*WHAT IS REQUIRED*.
Which of the rows below contain the word "hand"? Pick out each one and copy it in full.

*RECORDS SUPPLIED*.
#####
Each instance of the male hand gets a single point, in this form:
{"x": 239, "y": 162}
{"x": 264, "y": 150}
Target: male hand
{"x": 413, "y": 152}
#####
*FINISHED ANSWER*.
Each instance of the male hand gets a single point, in this form:
Target: male hand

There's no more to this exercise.